**** Trecho para leitura ****

Série Ensaios: Bioética Ambiental
por Daniel Pepes
Athanásio
Músico e Mestrando
em Bioética
Há
aproximadamente 12 mil anos se inicia a relação entre os seres humanos e os
animais domésticos. Mas a forma dessa relação se alterou durante a história de
diversas formas e com diferentes problemas, uns superados e outros novos
aparecendo, como é o caso da HUMANIZAÇÃO DE ANIMAIS.
Quando se adquire
um animal se inicia um relacionamento que é estrutural, é logístico, mas também
é afetivo, e nesse relacionamento afetivo podem ocorrer faltas e excessos. A
Humanização não é só uma questão estética: roupinha, cabelo, pintar unha do
cachorro e etc. Mas é um processo sentimental que se expressa no tratamento do
animal de forma humanizada. Um dos motivos de a humanização ocorrer apontado
por especialistas é o advento da cidade e a sua “verticalização”. Quando o
animal vivia com o humano no campo, preservava sua autenticidade de animal, sua
autonomia de ir e vir, mas agora, precisamos encaixar (muitas vezes
literalmente) o animal na nossa selva de pedra. As pessoas também se sentem
isoladas, chegam no seu apartamento depois de um dia cheio no qual mais uma vez
se notou o quão difícil é viver e conviver com o ser humano, e nesse panorama o
animal é alternativa frente a dificuldade ou simplesmente frente a solidão
mesmo, a carência.

****

Enunciado 1: Copie sem alterações as linhas dos registros que vão da linha com "for the asphalt" até a linha com "[[567, 0, 1341, 606], [13, 0, 1341, 686]]", incluindo as duas.

**** Dados para processamento ****

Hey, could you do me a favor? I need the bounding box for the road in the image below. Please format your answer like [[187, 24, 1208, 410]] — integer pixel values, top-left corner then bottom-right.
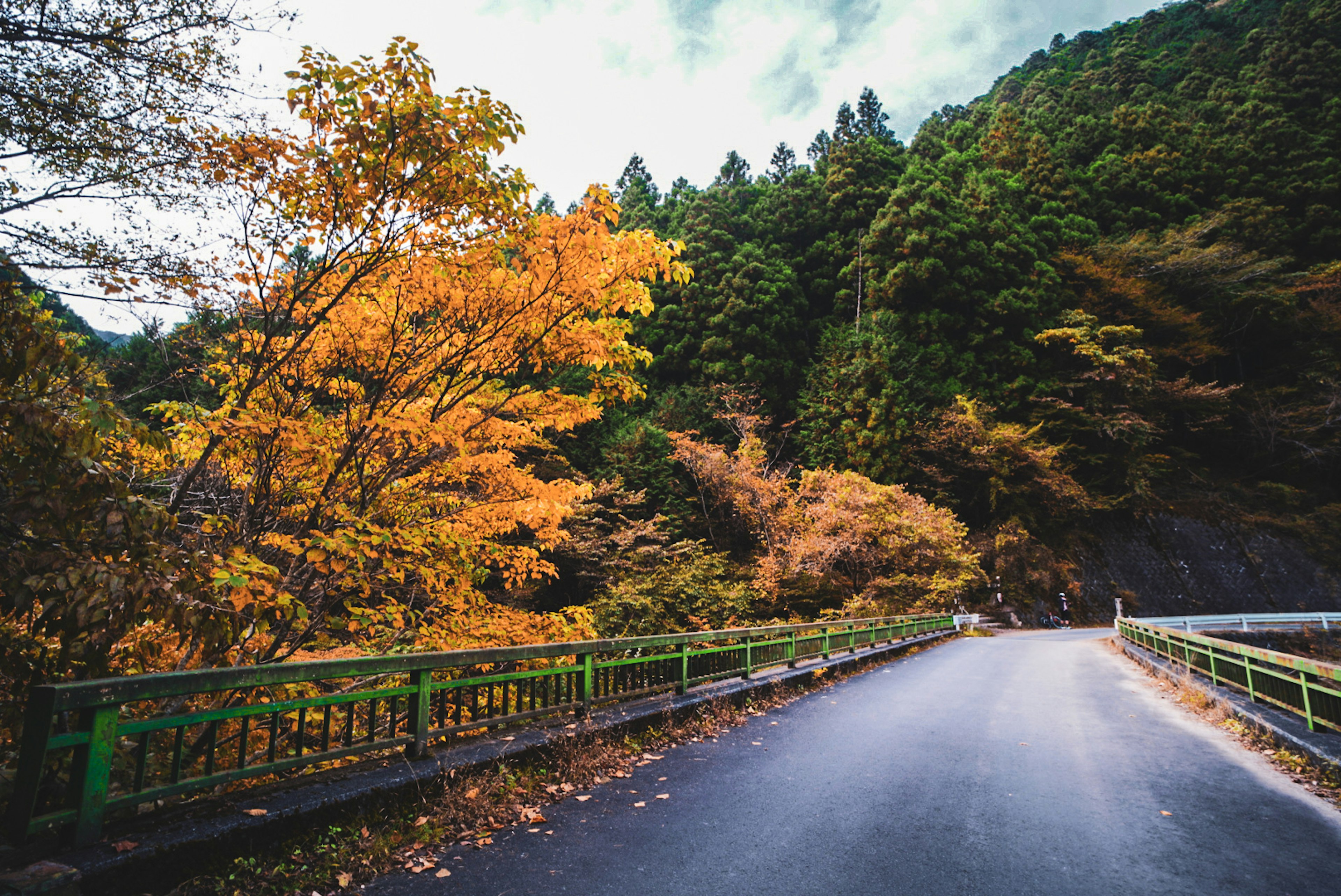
[[365, 630, 1341, 896]]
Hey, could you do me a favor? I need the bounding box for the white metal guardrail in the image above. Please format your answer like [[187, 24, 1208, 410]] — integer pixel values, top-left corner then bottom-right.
[[1126, 613, 1341, 632]]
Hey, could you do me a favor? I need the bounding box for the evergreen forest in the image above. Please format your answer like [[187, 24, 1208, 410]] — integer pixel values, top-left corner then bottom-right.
[[0, 0, 1341, 693]]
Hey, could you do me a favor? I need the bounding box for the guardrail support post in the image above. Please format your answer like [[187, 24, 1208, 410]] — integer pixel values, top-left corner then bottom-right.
[[578, 653, 595, 716], [405, 669, 432, 758], [4, 687, 56, 845], [1299, 672, 1317, 731], [70, 704, 121, 846], [675, 638, 689, 695]]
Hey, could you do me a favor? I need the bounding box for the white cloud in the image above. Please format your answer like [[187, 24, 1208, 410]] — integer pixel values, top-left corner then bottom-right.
[[63, 0, 1151, 329]]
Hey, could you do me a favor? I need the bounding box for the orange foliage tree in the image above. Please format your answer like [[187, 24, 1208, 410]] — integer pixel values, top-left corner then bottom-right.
[[140, 43, 689, 661], [672, 412, 982, 614]]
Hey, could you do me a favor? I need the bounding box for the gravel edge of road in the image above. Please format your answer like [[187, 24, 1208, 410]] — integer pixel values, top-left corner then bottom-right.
[[42, 629, 958, 895], [1113, 634, 1341, 774]]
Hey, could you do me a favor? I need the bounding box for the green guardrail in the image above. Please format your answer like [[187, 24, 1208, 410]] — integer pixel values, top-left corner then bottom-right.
[[1117, 618, 1341, 732], [5, 614, 955, 845]]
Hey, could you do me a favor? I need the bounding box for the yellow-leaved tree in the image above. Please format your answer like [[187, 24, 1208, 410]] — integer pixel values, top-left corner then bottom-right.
[[140, 42, 691, 663], [670, 409, 982, 616]]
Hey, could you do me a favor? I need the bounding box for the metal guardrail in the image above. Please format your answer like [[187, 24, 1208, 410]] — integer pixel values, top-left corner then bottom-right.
[[5, 614, 955, 845], [1116, 614, 1341, 732], [1136, 613, 1341, 632]]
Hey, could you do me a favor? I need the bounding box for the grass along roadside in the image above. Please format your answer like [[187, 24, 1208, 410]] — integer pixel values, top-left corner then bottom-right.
[[1108, 636, 1341, 809], [169, 641, 936, 896]]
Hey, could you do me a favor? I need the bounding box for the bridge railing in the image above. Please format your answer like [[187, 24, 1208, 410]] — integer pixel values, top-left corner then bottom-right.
[[1136, 613, 1341, 632], [1116, 614, 1341, 732], [5, 614, 955, 845]]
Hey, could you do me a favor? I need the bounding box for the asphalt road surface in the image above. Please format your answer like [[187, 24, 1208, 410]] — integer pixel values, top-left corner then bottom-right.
[[365, 630, 1341, 896]]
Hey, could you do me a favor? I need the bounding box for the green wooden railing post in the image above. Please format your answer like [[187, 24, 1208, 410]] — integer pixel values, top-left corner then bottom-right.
[[578, 653, 595, 716], [1299, 672, 1317, 731], [405, 669, 432, 757], [675, 638, 689, 693], [4, 687, 56, 844], [70, 704, 121, 846]]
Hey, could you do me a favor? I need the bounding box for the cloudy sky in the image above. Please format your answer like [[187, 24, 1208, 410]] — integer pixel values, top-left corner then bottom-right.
[[246, 0, 1157, 208], [71, 0, 1153, 333]]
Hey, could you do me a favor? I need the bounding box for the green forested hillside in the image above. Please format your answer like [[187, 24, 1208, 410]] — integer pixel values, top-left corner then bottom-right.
[[567, 0, 1341, 606], [13, 0, 1341, 686]]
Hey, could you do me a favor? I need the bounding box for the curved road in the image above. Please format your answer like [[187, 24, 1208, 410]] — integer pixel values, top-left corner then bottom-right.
[[365, 630, 1341, 896]]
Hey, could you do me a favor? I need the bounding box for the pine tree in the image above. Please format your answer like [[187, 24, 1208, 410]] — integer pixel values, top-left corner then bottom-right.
[[834, 102, 861, 145], [713, 149, 750, 186], [858, 87, 894, 141], [806, 130, 833, 162], [768, 142, 797, 184]]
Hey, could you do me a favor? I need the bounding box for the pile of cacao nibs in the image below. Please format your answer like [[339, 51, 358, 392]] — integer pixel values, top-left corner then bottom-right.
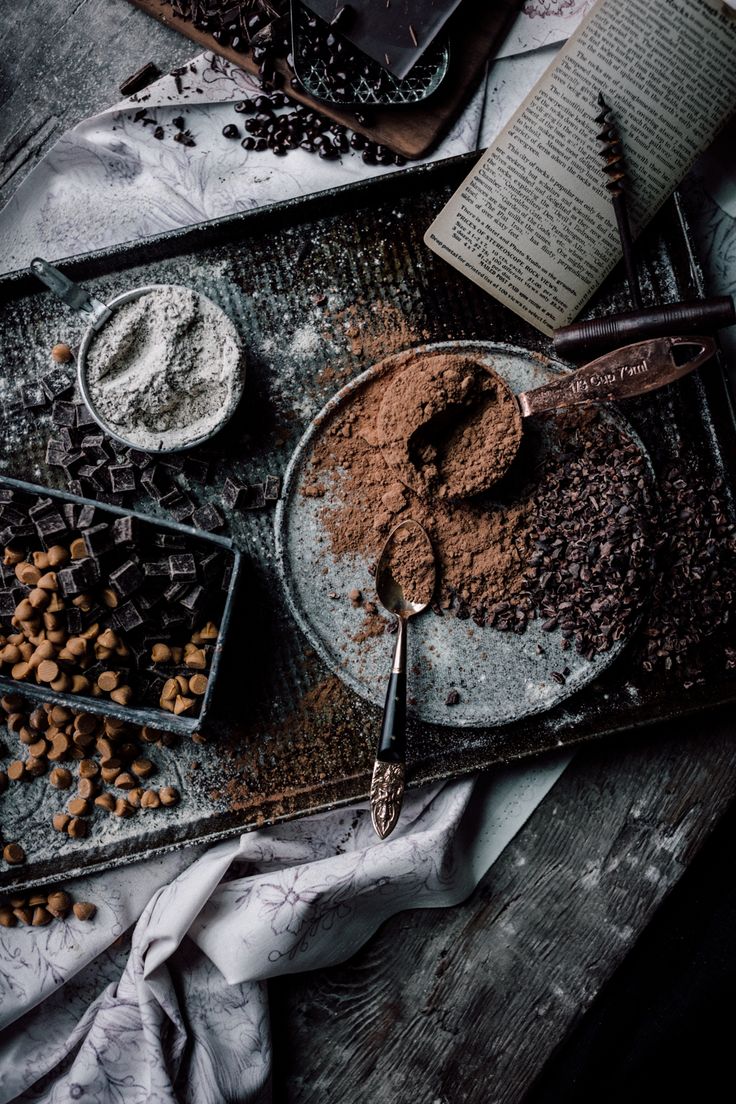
[[485, 415, 655, 659]]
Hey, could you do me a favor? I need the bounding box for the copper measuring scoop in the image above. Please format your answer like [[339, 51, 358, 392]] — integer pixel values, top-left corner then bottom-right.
[[371, 519, 436, 839], [384, 337, 717, 499]]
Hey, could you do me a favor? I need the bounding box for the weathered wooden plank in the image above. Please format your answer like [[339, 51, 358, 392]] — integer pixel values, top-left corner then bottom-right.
[[271, 714, 736, 1104]]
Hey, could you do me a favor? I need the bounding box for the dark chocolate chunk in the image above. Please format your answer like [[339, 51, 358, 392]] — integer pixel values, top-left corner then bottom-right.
[[109, 560, 145, 598], [79, 522, 113, 555], [169, 552, 196, 583], [108, 464, 136, 495], [113, 518, 140, 544], [41, 368, 74, 402], [192, 502, 225, 533], [113, 602, 146, 633], [264, 476, 281, 502]]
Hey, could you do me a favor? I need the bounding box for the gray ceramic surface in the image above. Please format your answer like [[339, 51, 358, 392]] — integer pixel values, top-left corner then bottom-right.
[[276, 341, 657, 728]]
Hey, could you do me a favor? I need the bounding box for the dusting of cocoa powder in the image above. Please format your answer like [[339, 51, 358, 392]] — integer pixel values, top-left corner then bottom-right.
[[377, 353, 521, 499]]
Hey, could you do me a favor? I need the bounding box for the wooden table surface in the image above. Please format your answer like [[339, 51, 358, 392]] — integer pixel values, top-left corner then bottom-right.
[[0, 0, 736, 1104]]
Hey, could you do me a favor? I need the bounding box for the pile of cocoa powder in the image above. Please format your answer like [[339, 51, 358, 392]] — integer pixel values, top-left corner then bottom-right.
[[302, 350, 653, 656]]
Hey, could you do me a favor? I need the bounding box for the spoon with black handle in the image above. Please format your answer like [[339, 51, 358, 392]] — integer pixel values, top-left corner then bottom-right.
[[371, 520, 436, 839]]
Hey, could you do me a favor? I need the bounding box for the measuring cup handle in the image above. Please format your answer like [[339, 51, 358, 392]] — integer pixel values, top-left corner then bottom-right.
[[516, 337, 717, 417], [30, 257, 111, 330]]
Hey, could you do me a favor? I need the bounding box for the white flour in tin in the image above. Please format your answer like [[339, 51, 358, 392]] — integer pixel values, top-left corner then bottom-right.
[[86, 285, 242, 452]]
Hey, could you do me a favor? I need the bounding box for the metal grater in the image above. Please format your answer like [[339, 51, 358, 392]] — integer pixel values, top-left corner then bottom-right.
[[291, 0, 450, 107]]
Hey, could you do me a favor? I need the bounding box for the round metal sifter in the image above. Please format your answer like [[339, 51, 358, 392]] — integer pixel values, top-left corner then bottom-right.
[[30, 257, 245, 454], [275, 341, 653, 728]]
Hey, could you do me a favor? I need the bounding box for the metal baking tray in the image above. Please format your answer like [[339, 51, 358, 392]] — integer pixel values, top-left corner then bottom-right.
[[0, 476, 241, 736], [0, 155, 736, 887]]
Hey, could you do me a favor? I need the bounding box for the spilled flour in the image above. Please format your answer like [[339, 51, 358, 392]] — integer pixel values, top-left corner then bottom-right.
[[86, 284, 243, 452]]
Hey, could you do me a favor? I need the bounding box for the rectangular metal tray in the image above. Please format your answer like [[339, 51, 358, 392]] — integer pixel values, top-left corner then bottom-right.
[[0, 476, 241, 736], [0, 156, 736, 887]]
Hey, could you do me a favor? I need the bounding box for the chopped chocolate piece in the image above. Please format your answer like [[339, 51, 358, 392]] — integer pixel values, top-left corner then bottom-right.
[[109, 560, 145, 598], [113, 602, 145, 633], [76, 506, 95, 529], [140, 464, 175, 502], [119, 62, 161, 96], [79, 519, 113, 555], [183, 456, 211, 482], [169, 552, 196, 583], [51, 399, 76, 428], [113, 518, 140, 544], [109, 464, 136, 495], [192, 502, 225, 533], [45, 437, 66, 468], [264, 476, 281, 502], [143, 560, 169, 580], [222, 476, 248, 510], [21, 383, 49, 410], [41, 368, 74, 402]]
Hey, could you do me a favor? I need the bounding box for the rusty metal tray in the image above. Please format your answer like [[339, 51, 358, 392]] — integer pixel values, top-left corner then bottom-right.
[[0, 156, 736, 888]]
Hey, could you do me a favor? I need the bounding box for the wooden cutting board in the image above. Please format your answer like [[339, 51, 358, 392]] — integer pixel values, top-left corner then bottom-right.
[[123, 0, 519, 160]]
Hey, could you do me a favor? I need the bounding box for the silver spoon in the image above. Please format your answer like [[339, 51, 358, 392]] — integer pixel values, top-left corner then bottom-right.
[[371, 520, 436, 839]]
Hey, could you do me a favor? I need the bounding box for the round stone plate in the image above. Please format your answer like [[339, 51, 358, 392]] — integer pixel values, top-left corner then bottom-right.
[[275, 341, 644, 728]]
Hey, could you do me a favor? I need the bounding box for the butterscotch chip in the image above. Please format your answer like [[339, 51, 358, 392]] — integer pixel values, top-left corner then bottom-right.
[[46, 890, 72, 920], [72, 901, 97, 920], [77, 761, 97, 798], [189, 673, 207, 698], [97, 671, 120, 693], [140, 789, 161, 809], [2, 843, 25, 867], [184, 648, 207, 671], [15, 562, 41, 591], [25, 755, 49, 778], [161, 679, 179, 701], [102, 760, 122, 782], [28, 580, 51, 609], [66, 816, 87, 839], [46, 732, 71, 763], [151, 644, 171, 664], [110, 686, 132, 705], [130, 758, 156, 778], [70, 537, 87, 560], [49, 766, 74, 789]]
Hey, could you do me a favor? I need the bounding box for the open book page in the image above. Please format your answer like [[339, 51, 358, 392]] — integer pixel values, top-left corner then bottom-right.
[[425, 0, 736, 333]]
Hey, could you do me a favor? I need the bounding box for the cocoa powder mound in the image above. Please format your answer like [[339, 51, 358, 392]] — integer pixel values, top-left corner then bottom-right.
[[302, 351, 532, 608], [378, 353, 521, 499]]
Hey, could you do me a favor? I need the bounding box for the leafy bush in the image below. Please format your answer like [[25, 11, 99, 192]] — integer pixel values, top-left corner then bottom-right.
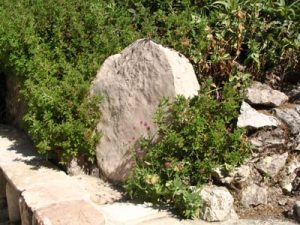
[[125, 75, 249, 217], [0, 0, 141, 162], [120, 0, 300, 84], [0, 0, 300, 167]]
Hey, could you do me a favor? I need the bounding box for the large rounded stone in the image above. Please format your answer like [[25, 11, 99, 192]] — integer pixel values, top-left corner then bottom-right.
[[91, 39, 199, 181]]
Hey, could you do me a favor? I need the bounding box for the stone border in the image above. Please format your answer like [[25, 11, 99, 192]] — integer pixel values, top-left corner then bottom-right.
[[0, 127, 105, 225], [0, 125, 294, 225]]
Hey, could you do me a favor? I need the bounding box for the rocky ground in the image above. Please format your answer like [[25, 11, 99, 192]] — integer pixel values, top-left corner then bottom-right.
[[214, 82, 300, 223]]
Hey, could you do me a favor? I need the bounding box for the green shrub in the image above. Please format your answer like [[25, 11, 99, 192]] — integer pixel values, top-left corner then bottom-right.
[[119, 0, 300, 84], [0, 0, 300, 167], [125, 76, 249, 218], [0, 0, 141, 163]]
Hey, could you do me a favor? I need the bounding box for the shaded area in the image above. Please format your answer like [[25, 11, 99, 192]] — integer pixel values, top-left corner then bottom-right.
[[0, 71, 7, 123]]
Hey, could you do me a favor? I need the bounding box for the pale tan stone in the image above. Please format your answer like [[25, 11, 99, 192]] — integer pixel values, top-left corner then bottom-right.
[[6, 183, 21, 223], [32, 200, 105, 225]]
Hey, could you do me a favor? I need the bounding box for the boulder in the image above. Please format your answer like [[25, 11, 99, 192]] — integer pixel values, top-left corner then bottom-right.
[[293, 201, 300, 222], [237, 102, 279, 129], [279, 158, 300, 193], [249, 128, 287, 149], [246, 82, 289, 106], [275, 105, 300, 135], [256, 152, 289, 178], [91, 39, 199, 182], [241, 184, 268, 208], [212, 165, 251, 187], [200, 186, 237, 222]]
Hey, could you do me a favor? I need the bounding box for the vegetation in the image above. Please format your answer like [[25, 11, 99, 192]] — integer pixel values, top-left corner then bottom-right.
[[125, 75, 250, 218], [0, 0, 300, 217]]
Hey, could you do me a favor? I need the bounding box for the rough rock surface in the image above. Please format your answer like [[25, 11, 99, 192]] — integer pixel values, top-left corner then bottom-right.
[[280, 158, 300, 193], [91, 39, 199, 181], [250, 128, 286, 149], [256, 152, 288, 177], [246, 82, 289, 106], [200, 186, 237, 222], [241, 184, 268, 208], [293, 201, 300, 222], [275, 105, 300, 134], [212, 165, 251, 187], [237, 102, 279, 128]]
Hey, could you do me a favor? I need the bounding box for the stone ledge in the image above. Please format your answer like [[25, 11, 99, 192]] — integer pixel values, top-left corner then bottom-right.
[[0, 126, 105, 225]]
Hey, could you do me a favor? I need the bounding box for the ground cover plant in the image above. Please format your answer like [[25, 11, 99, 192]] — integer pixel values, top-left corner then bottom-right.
[[0, 0, 300, 217], [125, 74, 250, 218]]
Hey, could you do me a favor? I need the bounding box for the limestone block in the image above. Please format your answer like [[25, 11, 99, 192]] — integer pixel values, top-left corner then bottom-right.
[[91, 39, 199, 181], [237, 102, 279, 129], [32, 200, 105, 225], [246, 82, 289, 106], [256, 152, 289, 178], [241, 184, 268, 208], [19, 179, 89, 225], [200, 186, 237, 222]]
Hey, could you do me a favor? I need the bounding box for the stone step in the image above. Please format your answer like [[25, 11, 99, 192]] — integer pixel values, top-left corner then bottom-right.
[[0, 198, 7, 209], [0, 208, 9, 223]]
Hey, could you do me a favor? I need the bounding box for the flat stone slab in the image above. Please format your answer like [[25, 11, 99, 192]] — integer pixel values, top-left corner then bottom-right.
[[71, 175, 123, 205], [33, 200, 105, 225]]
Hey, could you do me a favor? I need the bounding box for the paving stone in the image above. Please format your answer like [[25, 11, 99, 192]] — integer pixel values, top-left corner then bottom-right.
[[6, 183, 21, 223], [19, 179, 89, 225], [32, 200, 105, 225], [0, 207, 9, 223], [99, 203, 169, 224]]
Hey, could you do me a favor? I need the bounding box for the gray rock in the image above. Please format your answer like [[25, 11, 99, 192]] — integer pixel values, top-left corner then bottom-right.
[[212, 165, 251, 186], [237, 102, 279, 129], [256, 152, 288, 178], [275, 105, 300, 135], [200, 186, 237, 222], [279, 158, 300, 193], [241, 184, 268, 208], [246, 82, 289, 106], [91, 39, 199, 182], [250, 128, 286, 148], [293, 201, 300, 222]]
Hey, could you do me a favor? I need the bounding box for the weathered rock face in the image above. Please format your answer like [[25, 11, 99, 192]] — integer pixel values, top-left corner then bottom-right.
[[241, 184, 268, 208], [237, 102, 279, 129], [256, 152, 288, 178], [212, 165, 251, 187], [279, 158, 300, 193], [91, 39, 199, 181], [275, 105, 300, 134], [293, 201, 300, 222], [250, 128, 286, 149], [200, 186, 237, 222], [246, 82, 289, 106]]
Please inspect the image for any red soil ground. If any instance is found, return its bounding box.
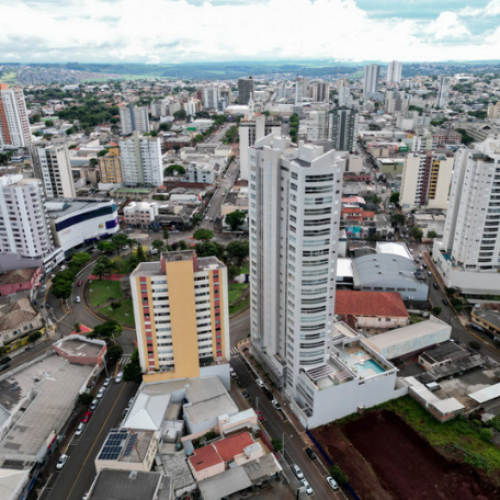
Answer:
[313,410,500,500]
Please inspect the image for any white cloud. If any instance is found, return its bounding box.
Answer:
[0,0,500,63]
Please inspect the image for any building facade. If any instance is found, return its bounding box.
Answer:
[130,250,230,381]
[120,132,163,186]
[249,136,344,397]
[120,104,149,135]
[31,144,76,198]
[0,83,31,148]
[99,148,123,184]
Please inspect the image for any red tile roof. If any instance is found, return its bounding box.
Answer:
[214,432,255,462]
[189,444,223,471]
[335,290,409,318]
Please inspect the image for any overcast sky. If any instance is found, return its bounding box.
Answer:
[0,0,500,63]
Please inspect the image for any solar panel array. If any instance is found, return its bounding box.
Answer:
[98,429,128,460]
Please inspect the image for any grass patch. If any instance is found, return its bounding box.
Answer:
[229,295,250,314]
[377,396,500,473]
[88,280,123,307]
[99,299,135,326]
[228,283,249,304]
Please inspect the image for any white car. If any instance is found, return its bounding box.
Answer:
[56,455,69,470]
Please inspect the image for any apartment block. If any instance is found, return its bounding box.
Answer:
[99,148,123,184]
[400,150,454,210]
[120,132,163,186]
[0,83,31,148]
[120,104,149,135]
[248,135,344,398]
[31,144,76,198]
[130,250,230,381]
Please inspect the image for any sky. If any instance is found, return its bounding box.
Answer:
[0,0,500,64]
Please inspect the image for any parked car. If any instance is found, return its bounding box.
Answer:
[326,476,339,490]
[56,455,69,470]
[292,464,304,479]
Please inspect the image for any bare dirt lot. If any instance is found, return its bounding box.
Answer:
[313,410,500,500]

****

Enunciado 2: Segundo o trecho sobre a humanização de animais, há quanto tempo se iniciou a relação entre os seres humanos e os animais domésticos?

Solução 1:
Hey, could you do me a favor? I need the bounding box for the asphalt road surface in the image above. Please format your answer like [[187, 24, 1208, 410]] — integer pixel values, top-left corner then bottom-right.
[[365, 630, 1341, 896]]
Hey, could you do me a favor? I need the bounding box for the green wooden railing post in the image above. Please format your answer like [[187, 24, 1208, 410]] — integer pixel values, top-left corner then bottom-right.
[[578, 653, 595, 716], [1299, 672, 1317, 731], [405, 669, 432, 757], [675, 638, 689, 693], [4, 687, 56, 844], [70, 704, 121, 846]]
Hey, could you do me a favor? I need the bounding box for the cloudy sky in the image above. Please format your answer like [[187, 24, 1208, 410]] — integer pixel values, top-left corner then bottom-right.
[[246, 0, 1157, 208], [71, 0, 1153, 333]]
Hey, could you do me a favor? I need the bounding box for the green forested hillside in the image above. Please format your answer like [[187, 24, 1208, 410]] — integer pixel values, top-left corner then bottom-right.
[[567, 0, 1341, 606], [13, 0, 1341, 686]]

Solução 2: Há aproximadamente 12 mil anos.